Set task
Render every line of the entries below as a Markdown table with the columns Row and Entry line, numbering the rows and skipping blank lines. Leave the pictures out of the table.
....................
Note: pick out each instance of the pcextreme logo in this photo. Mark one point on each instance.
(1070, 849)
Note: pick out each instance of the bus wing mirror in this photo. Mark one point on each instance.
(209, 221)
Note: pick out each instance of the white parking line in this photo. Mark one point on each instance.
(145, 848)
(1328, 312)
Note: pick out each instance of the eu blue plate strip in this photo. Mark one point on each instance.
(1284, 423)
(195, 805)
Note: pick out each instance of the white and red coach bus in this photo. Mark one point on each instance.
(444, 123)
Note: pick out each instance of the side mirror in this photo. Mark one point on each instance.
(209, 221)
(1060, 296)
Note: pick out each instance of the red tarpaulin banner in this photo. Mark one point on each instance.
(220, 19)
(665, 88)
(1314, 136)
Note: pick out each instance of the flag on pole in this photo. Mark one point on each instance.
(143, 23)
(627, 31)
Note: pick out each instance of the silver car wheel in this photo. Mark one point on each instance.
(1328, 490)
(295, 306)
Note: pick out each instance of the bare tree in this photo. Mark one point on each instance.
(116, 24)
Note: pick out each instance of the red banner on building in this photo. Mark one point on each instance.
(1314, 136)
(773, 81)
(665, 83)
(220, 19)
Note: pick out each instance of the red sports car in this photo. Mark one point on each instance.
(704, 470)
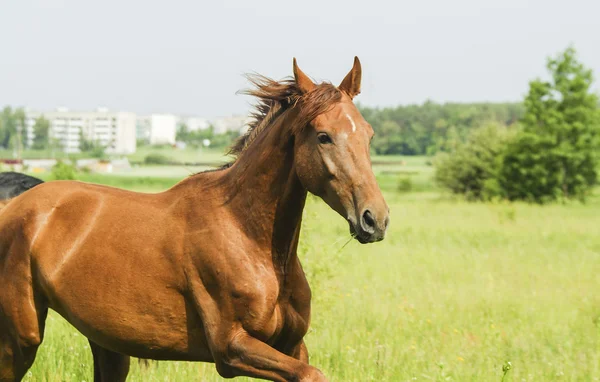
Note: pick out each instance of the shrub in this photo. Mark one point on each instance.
(63, 171)
(557, 153)
(472, 168)
(155, 158)
(404, 184)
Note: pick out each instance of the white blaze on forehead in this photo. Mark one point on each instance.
(352, 122)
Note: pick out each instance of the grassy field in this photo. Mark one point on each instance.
(454, 292)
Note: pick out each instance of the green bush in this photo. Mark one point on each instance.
(63, 171)
(472, 168)
(404, 185)
(557, 153)
(155, 158)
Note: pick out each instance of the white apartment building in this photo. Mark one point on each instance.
(114, 130)
(157, 128)
(195, 123)
(234, 123)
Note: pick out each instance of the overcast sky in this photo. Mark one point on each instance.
(188, 57)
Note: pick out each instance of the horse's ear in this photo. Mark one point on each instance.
(304, 83)
(351, 83)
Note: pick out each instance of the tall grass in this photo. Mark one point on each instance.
(454, 293)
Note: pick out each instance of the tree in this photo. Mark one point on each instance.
(557, 153)
(41, 131)
(8, 127)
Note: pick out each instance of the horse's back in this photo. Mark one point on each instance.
(13, 184)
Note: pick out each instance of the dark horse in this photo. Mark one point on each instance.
(14, 184)
(205, 271)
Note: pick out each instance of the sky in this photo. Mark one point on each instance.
(189, 57)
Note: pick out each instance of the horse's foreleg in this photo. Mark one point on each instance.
(248, 356)
(300, 352)
(108, 365)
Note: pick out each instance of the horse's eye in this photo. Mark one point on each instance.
(324, 138)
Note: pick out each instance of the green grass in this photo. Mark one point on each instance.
(454, 292)
(188, 155)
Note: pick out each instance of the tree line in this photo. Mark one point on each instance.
(553, 152)
(432, 127)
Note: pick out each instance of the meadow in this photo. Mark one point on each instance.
(455, 292)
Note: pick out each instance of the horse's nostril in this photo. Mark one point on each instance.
(368, 221)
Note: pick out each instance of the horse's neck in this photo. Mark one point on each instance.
(268, 196)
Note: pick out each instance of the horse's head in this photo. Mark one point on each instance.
(333, 160)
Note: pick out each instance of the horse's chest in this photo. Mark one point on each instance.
(292, 325)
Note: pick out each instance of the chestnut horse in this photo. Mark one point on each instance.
(205, 271)
(13, 184)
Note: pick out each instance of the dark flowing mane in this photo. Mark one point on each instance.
(275, 97)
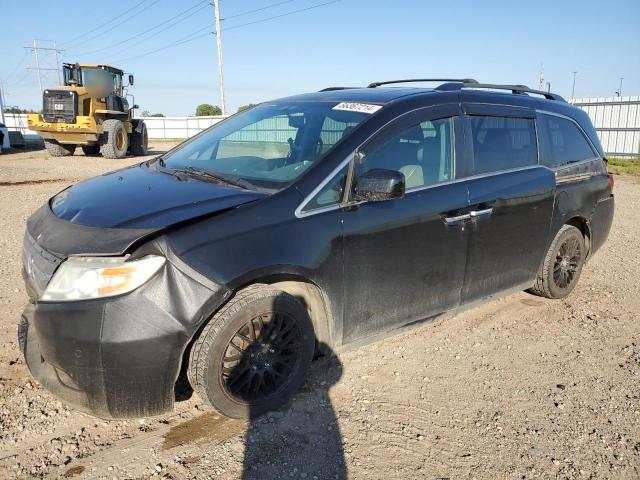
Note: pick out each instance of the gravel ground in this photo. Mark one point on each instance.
(522, 387)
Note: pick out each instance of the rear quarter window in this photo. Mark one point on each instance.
(565, 142)
(502, 143)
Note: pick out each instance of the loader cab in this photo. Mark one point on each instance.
(105, 78)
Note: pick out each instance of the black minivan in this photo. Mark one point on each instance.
(325, 219)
....................
Correct response
| Row | Entry line |
|---|---|
| 1 | Note: pick out each instance of the pcextreme logo in this photo. Mark one point on each instance. |
| 2 | (1070, 849) |
| 3 | Note: pick out each instance of the bus wing mirror in this photo. Mark one point on each instance. |
| 4 | (209, 221) |
| 5 | Note: pick out each instance of the white parking line in this photo. Mark one point on each instance. |
| 6 | (145, 848) |
| 7 | (1328, 312) |
| 8 | Note: pick out each instance of the eu blue plate strip in this photo. Mark one point on each instance. |
| 9 | (1284, 423) |
| 10 | (195, 805) |
| 11 | Note: pick out each instance of the white and red coach bus in this photo. Mark one point on each instance. |
| 12 | (444, 123) |
| 13 | Note: pick out each instance of the side mirror in this photo. Mark one point on each instance. |
| 14 | (209, 221) |
| 15 | (1060, 296) |
| 16 | Note: pick out each instance of the red tarpaulin banner in this photo. Mark one point on each instance. |
| 17 | (220, 19) |
| 18 | (665, 88) |
| 19 | (1314, 136) |
| 20 | Note: pick out each instance of the flag on pole in this photo. Mark one point on each instance. |
| 21 | (143, 23) |
| 22 | (627, 31) |
| 23 | Note: pick out each instance of the silver car wheel in this photo. Mark one point on each instance. |
| 24 | (1328, 490) |
| 25 | (295, 306) |
| 26 | Note: pick out each instance of the bare tree in this photo. Mark one point on each instance. |
| 27 | (116, 24) |
| 28 | Note: pick out each instance of the red banner on building in this photo. Mark one point on each instance. |
| 29 | (1314, 136) |
| 30 | (773, 81) |
| 31 | (665, 83) |
| 32 | (220, 19) |
| 33 | Note: pick out each instance of the red sports car in this photo. Mark one point on each instance. |
| 34 | (704, 470) |
| 35 | Note: pick out each instance of the shrub in this photo. Mark one point on each instance. |
| 36 | (63, 171) |
| 37 | (557, 153) |
| 38 | (472, 168) |
| 39 | (155, 158) |
| 40 | (404, 184) |
| 41 | Note: pick out each instance of the white blaze on forehead in this photo. Mark one point on each instance. |
| 42 | (352, 122) |
| 43 | Note: pick out each instance of the grassy field in this photo. Mark one point on each instance. |
| 44 | (454, 292) |
| 45 | Note: pick out each instance of the green bush in this photo. Mark one point on each instance. |
| 46 | (63, 171) |
| 47 | (472, 168) |
| 48 | (404, 185) |
| 49 | (557, 153) |
| 50 | (155, 158) |
| 51 | Note: pick out each instance of the white apartment building in this photo. Mark one point on each instance. |
| 52 | (114, 130) |
| 53 | (157, 128) |
| 54 | (195, 123) |
| 55 | (234, 123) |
| 56 | Note: pick out each instance of the overcast sky in this photo. Mark one point on each instance. |
| 57 | (188, 57) |
| 58 | Note: pick out each instance of the horse's ear in this photo. Mark one point on each instance. |
| 59 | (304, 83) |
| 60 | (351, 83) |
| 61 | Note: pick out each instance of the tall grass in this photo. Mark one point on each instance. |
| 62 | (454, 293) |
| 63 | Note: pick out each instance of the tree in this photo. Mark one point on each instance. |
| 64 | (557, 153) |
| 65 | (41, 131) |
| 66 | (8, 127) |
| 67 | Note: pick out each instance of the horse's back in this photo. Mark one point on each instance. |
| 68 | (13, 184) |
| 69 | Note: pick out each instance of the dark horse in this photo. Mark one point on each instance. |
| 70 | (14, 184) |
| 71 | (205, 271) |
| 72 | Note: pick out each instance of the sky in this photo. Mark one point on each instance. |
| 73 | (189, 57) |
| 74 | Note: pick out each instance of the horse's foreleg in this photo. Mark one point on each instance. |
| 75 | (248, 356) |
| 76 | (300, 352) |
| 77 | (108, 365) |
| 78 | Note: pick out each instance of the horse's eye in this photo. Mark one point on each instance. |
| 79 | (324, 138) |
| 80 | Note: pick out each instance of the green grass in this photo. Mark one point on each instance. |
| 81 | (454, 292) |
| 82 | (188, 155) |
| 83 | Note: pick out each instance of the tree line in this photo. Mark one point on each instance. |
| 84 | (553, 152) |
| 85 | (432, 127) |
| 86 | Note: pick out each instance of the meadow in this photo. Mark one point on each instance. |
| 87 | (455, 292) |
| 88 | Note: pick out each instance of the horse's nostril in this photo. Mark one point on each instance. |
| 89 | (368, 221) |
| 90 | Note: pick out each instance of the horse's neck in this photo. Mark one point on each instance. |
| 91 | (268, 196) |
| 92 | Note: pick out each instance of the horse's head in this photo. Mark one point on each instance. |
| 93 | (333, 160) |
| 94 | Note: pick out each instance of the horse's chest in this photo. Mark one point on each instance. |
| 95 | (292, 325) |
| 96 | Note: pick out each instance of the chestnut horse in this photo. Mark one point on each instance. |
| 97 | (205, 271) |
| 98 | (13, 184) |
| 99 | Note: pick out each instance of the dark flowing mane in this photo. Mark one point on each instance. |
| 100 | (275, 97) |
| 101 | Note: pick out each instance of the gravel ground in this photo. Mark one point on each instance. |
| 102 | (522, 387) |
| 103 | Note: pick out each instance of the rear quarter window in this photo. Mark one point on each instance. |
| 104 | (565, 142) |
| 105 | (502, 143) |
| 106 | Note: pick out each instance of the loader cab in this photo. Mark one point on each instance. |
| 107 | (105, 78) |
| 108 | Note: pick out each instance of the black minivan in this photo. Mark one point on each instance. |
| 109 | (325, 219) |